-- start of Rows --

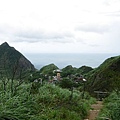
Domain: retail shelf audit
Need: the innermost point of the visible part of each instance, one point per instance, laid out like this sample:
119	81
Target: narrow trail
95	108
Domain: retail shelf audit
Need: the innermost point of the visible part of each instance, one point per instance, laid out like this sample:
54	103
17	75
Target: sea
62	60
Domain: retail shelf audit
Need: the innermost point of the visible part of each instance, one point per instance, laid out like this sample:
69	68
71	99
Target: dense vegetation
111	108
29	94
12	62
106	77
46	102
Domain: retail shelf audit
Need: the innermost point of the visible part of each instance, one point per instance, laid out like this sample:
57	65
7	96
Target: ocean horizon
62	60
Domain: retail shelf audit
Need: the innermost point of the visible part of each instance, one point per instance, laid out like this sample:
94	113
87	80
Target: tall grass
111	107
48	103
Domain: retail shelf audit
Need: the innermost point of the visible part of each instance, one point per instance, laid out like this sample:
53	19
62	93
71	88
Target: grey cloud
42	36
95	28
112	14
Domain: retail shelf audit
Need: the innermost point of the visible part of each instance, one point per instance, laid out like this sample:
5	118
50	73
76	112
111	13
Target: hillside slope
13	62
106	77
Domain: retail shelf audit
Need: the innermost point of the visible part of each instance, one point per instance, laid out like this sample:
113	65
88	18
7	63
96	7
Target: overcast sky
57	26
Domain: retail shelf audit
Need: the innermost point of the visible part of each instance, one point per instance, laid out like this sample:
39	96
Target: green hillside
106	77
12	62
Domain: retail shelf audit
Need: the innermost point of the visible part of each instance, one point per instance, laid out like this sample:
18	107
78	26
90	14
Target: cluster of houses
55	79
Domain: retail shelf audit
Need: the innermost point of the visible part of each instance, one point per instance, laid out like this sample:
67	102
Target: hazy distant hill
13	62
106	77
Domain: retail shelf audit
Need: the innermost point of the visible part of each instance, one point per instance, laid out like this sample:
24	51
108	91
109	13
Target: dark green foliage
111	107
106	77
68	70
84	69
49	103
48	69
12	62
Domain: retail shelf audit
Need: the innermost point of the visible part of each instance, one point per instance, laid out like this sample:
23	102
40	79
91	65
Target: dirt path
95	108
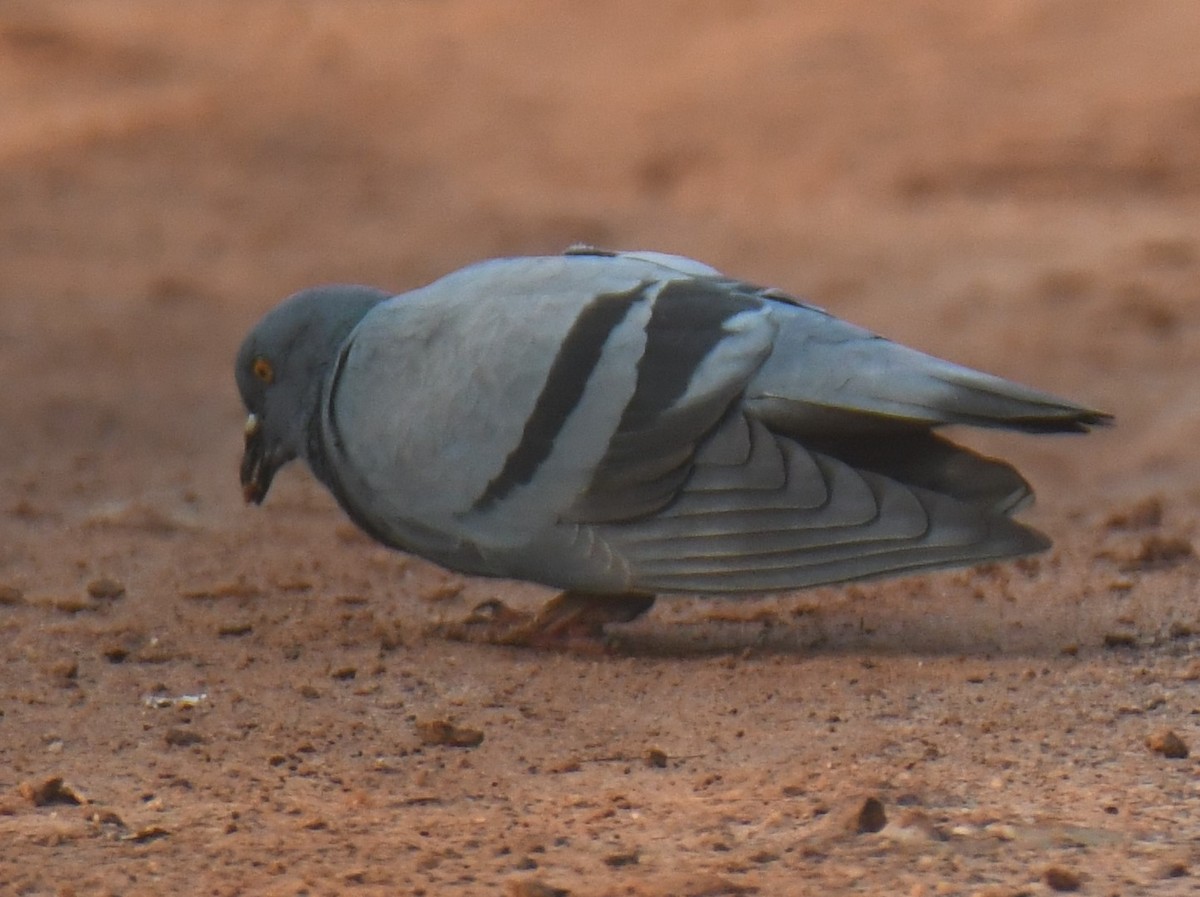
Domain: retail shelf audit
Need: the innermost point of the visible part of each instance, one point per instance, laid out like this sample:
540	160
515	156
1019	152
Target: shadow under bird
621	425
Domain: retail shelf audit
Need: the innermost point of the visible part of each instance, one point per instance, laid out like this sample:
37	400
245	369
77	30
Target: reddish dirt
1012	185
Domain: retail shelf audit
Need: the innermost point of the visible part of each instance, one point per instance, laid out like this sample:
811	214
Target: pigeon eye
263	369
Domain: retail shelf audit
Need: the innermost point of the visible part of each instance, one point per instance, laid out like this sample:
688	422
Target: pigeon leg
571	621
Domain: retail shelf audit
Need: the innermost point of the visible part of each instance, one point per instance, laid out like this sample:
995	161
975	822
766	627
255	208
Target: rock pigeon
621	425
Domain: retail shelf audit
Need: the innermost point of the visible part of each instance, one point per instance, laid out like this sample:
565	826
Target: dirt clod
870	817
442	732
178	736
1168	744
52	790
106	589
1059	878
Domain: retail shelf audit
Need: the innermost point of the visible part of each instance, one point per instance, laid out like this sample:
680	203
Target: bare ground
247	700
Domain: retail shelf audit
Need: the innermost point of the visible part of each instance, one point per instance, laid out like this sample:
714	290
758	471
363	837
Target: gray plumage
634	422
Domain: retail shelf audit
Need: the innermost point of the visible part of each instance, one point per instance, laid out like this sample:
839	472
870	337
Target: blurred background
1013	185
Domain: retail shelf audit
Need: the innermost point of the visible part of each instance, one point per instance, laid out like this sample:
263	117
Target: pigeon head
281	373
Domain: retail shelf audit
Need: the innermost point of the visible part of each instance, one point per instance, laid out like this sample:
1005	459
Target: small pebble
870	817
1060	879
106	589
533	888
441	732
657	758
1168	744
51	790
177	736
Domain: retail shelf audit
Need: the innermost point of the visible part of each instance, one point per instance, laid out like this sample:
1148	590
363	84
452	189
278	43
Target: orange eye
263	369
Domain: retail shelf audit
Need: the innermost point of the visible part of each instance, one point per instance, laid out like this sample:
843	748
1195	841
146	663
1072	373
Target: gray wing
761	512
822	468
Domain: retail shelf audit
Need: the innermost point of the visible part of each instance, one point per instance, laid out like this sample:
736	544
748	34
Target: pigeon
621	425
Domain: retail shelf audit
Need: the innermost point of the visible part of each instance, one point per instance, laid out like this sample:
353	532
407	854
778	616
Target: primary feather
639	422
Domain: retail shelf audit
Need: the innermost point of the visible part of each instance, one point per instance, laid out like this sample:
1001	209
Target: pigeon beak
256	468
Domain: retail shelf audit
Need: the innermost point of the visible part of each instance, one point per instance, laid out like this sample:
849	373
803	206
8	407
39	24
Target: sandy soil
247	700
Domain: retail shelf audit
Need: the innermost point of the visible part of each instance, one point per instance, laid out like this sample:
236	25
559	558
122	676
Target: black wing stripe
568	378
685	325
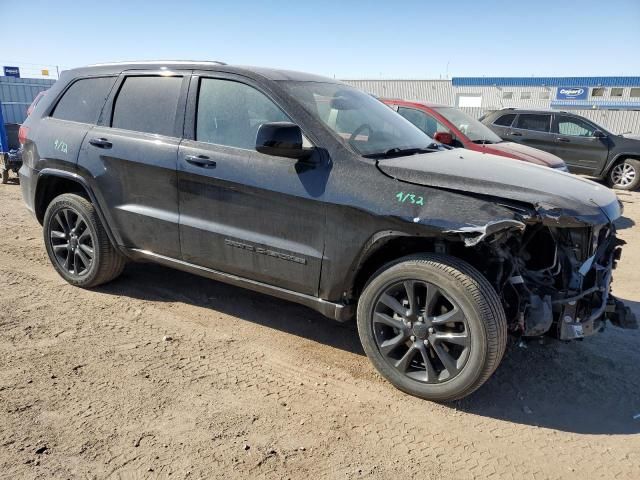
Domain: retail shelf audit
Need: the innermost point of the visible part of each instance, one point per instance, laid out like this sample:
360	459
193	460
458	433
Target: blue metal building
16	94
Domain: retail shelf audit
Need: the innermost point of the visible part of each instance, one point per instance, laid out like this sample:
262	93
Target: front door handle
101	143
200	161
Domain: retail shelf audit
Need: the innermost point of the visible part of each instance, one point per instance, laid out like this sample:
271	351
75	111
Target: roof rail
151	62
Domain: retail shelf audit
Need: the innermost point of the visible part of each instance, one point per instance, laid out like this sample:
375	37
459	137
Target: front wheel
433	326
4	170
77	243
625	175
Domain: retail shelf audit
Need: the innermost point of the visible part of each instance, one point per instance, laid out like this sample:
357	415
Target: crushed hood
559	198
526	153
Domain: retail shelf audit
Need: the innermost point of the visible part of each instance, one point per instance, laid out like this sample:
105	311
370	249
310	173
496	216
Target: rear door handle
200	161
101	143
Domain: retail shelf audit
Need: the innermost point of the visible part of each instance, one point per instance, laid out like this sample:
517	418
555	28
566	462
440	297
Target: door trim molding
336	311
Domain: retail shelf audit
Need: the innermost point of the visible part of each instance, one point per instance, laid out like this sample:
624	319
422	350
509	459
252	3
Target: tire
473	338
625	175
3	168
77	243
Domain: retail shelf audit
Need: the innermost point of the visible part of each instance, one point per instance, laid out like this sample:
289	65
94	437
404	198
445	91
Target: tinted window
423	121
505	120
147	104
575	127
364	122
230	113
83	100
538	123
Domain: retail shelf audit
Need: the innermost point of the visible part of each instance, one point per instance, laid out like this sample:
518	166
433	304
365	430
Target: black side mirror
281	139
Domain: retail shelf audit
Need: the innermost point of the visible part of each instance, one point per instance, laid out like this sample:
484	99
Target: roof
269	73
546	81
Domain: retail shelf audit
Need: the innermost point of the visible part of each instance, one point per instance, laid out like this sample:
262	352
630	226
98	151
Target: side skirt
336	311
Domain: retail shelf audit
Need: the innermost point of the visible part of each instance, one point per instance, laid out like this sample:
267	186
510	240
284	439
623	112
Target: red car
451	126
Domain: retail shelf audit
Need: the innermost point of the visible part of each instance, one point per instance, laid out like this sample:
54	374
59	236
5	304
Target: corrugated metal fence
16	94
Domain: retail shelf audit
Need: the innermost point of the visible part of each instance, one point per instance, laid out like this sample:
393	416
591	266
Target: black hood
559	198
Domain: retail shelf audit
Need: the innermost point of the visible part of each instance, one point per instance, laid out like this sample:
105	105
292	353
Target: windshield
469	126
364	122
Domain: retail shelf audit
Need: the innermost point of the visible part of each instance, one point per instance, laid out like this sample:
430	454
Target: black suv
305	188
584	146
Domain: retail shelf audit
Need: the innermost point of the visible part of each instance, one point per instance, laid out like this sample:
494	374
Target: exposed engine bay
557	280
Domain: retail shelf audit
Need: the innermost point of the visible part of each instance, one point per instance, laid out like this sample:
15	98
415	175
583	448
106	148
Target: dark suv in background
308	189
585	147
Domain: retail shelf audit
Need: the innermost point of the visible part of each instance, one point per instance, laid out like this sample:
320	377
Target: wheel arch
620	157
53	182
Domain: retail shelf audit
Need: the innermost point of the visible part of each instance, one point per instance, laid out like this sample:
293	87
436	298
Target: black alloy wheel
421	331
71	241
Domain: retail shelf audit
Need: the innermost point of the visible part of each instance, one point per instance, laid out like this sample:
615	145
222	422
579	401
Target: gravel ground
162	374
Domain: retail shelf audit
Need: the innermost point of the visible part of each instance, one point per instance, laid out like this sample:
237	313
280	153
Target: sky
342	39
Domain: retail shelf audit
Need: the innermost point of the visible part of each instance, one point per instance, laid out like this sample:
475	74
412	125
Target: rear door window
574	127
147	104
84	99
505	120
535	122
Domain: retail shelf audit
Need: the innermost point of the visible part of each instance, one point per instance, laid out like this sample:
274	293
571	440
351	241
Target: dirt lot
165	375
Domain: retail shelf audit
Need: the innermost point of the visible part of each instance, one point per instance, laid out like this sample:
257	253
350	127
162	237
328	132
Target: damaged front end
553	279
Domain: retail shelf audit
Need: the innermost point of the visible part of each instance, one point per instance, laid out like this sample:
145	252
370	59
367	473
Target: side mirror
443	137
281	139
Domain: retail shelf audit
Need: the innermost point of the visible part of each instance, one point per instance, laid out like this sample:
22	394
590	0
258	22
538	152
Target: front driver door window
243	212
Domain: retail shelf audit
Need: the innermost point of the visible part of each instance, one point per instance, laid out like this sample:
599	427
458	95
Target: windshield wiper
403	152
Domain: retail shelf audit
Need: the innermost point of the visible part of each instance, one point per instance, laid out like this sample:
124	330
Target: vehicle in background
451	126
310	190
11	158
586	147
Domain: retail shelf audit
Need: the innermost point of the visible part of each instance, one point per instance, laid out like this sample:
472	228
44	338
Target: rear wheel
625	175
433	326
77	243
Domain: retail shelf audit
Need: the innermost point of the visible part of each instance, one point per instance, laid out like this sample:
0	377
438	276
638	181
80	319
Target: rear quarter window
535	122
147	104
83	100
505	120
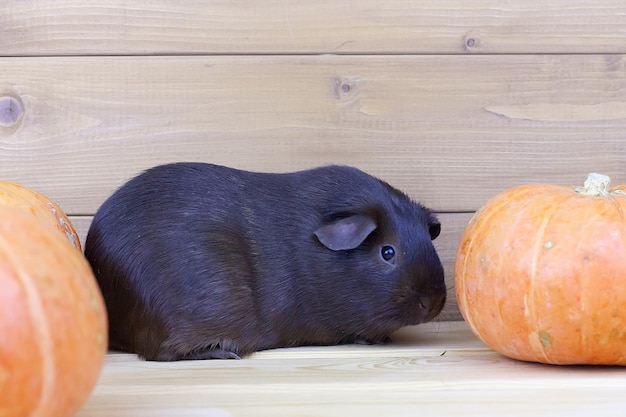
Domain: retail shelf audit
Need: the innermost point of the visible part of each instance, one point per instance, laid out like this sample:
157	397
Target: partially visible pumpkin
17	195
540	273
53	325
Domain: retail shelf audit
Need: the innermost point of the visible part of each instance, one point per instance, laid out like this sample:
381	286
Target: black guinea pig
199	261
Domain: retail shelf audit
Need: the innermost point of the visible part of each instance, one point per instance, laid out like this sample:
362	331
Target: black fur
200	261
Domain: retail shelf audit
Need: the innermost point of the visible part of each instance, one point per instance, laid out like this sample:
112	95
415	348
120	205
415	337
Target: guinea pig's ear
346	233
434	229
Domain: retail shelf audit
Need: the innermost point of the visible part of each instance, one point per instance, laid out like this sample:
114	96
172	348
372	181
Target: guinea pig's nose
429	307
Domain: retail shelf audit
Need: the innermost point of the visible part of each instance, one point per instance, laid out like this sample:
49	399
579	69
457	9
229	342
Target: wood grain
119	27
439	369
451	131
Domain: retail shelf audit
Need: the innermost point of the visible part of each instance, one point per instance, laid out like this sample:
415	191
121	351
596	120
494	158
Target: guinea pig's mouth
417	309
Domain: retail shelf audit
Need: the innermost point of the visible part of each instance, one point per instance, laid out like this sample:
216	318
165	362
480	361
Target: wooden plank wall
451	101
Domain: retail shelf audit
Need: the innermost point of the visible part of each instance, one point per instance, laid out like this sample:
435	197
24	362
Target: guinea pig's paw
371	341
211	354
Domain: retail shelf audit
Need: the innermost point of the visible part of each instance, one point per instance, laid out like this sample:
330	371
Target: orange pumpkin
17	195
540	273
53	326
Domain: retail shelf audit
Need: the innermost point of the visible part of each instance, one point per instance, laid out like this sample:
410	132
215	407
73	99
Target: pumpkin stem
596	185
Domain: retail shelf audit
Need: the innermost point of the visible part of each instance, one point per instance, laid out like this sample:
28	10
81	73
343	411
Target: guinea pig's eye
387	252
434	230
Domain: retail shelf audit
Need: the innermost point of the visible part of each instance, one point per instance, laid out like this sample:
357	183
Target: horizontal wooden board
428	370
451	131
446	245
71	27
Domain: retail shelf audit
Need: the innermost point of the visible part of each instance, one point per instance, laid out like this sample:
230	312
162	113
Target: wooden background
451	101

-- end of Rows --

* Stated exercise *
Which lines in the entries above contain the word "orange"? List each of them in full.

* The answer *
Target: orange eye
Target: orange pumpkin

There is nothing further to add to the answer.